WHAT YOU NEED TO DO:
Copy the text below on harassment under Illinois law word for word, from its heading through its final sentence.

QUOTED TEXT:
★ ★ ★ ★
Fight Against Harassment or Slander

What is Harassment?

Harassing conduct in Illinois is knowing conduct which is not necessary to accomplish a purpose that is reasonable under the circumstances that would cause a reasonable person emotional distress and does indeed cause emotional distress to another. Generally, it is conduct which is intentionally directed at someone and annoys, threatens, intimidates, alarms or puts that person in fear of their safety.

A person commits harassment through electronic communications when they use electronic communication for any of the following purposes (720 ILCS 5/26.5-3):

  1. Making any comment, suggestion or request which is obscene with an intent to offend;
  2. Interrupting, with the intent to harass, the telephone or electronic communication service of any person
  3. Transmitting to any person, with the intent to harass, any file, document or communication which prevents use of the telephone or electronic communications device;
  4. Transmitting or knowingly inducing a person to transmit an electronic communication for the purpose of harassing another person who is under 13 years of age, regardless of whether they consent to the harassment, if the defendant is at least 16 years of age at the time of the commission of the offense;
  5. Threatening injury to the person or to the property of the person to whom an electronic communication is directed or to any of his or her family or household members; or
  6. Knowingly permitting any electronic communications device to be sued for any of the purposes mentioned above.

Electronic Communications may encompass any transfer of signs, signals, writings, images, sounds, data by wire, radio, electromagnetic, photoelectric or photo-optical systems, as well as communications by telephone, cellular phone, computer, pager, emails, instant messages, text messages or voice mail.

Most first-offense harassment charges in Illinois are Class B misdemeanors, meaning that the maximum penalty is up to 6 months in the county jail. Second-offense harassment charges are generally Class A misdemeanors, which can be punished by up to a year in the county jail.

If an individual consents to the actions above, criminal liability is negated. However, they must be 13 years old or older. Therefore, if a person is 12 years old and consents to transmission of any of the above communications, and the sender is at least 16 years old, the sender may still be charged and convicted of Harassment through Electronic Communications. It would also be raised from a misdemeanor to a felony. A second, or subsequent, violation of this law mandates a minimum jail term of 14 days or 240 hours of community service.
★ ★ ★ ★
EXTRACTED RECORDS:

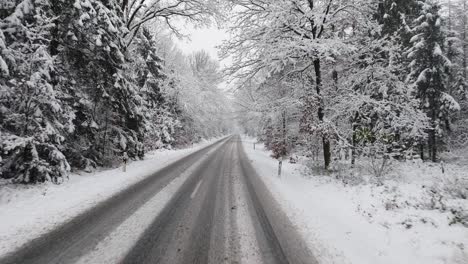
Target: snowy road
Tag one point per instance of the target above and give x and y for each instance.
(219, 212)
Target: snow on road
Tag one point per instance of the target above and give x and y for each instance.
(30, 211)
(116, 246)
(353, 224)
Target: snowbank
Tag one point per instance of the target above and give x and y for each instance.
(31, 210)
(404, 220)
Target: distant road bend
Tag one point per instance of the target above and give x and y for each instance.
(202, 222)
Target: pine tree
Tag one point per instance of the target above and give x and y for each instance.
(429, 74)
(32, 117)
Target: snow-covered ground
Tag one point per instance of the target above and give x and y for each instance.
(31, 210)
(408, 219)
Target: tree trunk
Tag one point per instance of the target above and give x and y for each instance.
(465, 40)
(433, 137)
(321, 113)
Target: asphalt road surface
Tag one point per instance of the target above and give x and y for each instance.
(201, 223)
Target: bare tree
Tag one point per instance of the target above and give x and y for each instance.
(136, 13)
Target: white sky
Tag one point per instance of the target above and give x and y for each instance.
(202, 39)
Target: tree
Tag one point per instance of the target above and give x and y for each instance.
(33, 120)
(136, 13)
(270, 35)
(429, 72)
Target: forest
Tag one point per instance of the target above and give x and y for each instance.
(234, 131)
(340, 80)
(85, 82)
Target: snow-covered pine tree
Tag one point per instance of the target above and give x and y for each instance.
(107, 117)
(160, 121)
(429, 74)
(382, 111)
(32, 117)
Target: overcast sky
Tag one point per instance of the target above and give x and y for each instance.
(202, 39)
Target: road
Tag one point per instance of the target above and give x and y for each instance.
(221, 213)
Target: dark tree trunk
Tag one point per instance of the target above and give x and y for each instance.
(465, 41)
(321, 113)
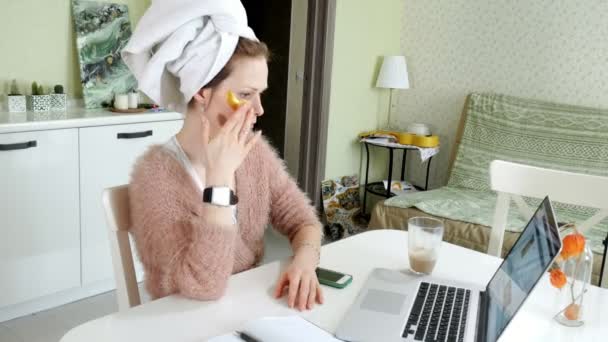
★ ★ ★ ★
COMPLETE ANSWER:
Fight Against Harassment or Slander

What is Harassment?

Harassing conduct in Illinois is knowing conduct which is not necessary to accomplish a purpose that is reasonable under the circumstances that would cause a reasonable person emotional distress and does indeed cause emotional distress to another. Generally, it is conduct which is intentionally directed at someone and annoys, threatens, intimidates, alarms or puts that person in fear of their safety.

A person commits harassment through electronic communications when they use electronic communication for any of the following purposes (720 ILCS 5/26.5-3):

  1. Making any comment, suggestion or request which is obscene with an intent to offend;
  2. Interrupting, with the intent to harass, the telephone or electronic communication service of any person
  3. Transmitting to any person, with the intent to harass, any file, document or communication which prevents use of the telephone or electronic communications device;
  4. Transmitting or knowingly inducing a person to transmit an electronic communication for the purpose of harassing another person who is under 13 years of age, regardless of whether they consent to the harassment, if the defendant is at least 16 years of age at the time of the commission of the offense;
  5. Threatening injury to the person or to the property of the person to whom an electronic communication is directed or to any of his or her family or household members; or
  6. Knowingly permitting any electronic communications device to be sued for any of the purposes mentioned above.

Electronic Communications may encompass any transfer of signs, signals, writings, images, sounds, data by wire, radio, electromagnetic, photoelectric or photo-optical systems, as well as communications by telephone, cellular phone, computer, pager, emails, instant messages, text messages or voice mail.

Most first-offense harassment charges in Illinois are Class B misdemeanors, meaning that the maximum penalty is up to 6 months in the county jail. Second-offense harassment charges are generally Class A misdemeanors, which can be punished by up to a year in the county jail.

If an individual consents to the actions above, criminal liability is negated. However, they must be 13 years old or older. Therefore, if a person is 12 years old and consents to transmission of any of the above communications, and the sender is at least 16 years old, the sender may still be charged and convicted of Harassment through Electronic Communications. It would also be raised from a misdemeanor to a felony. A second, or subsequent, violation of this law mandates a minimum jail term of 14 days or 240 hours of community service.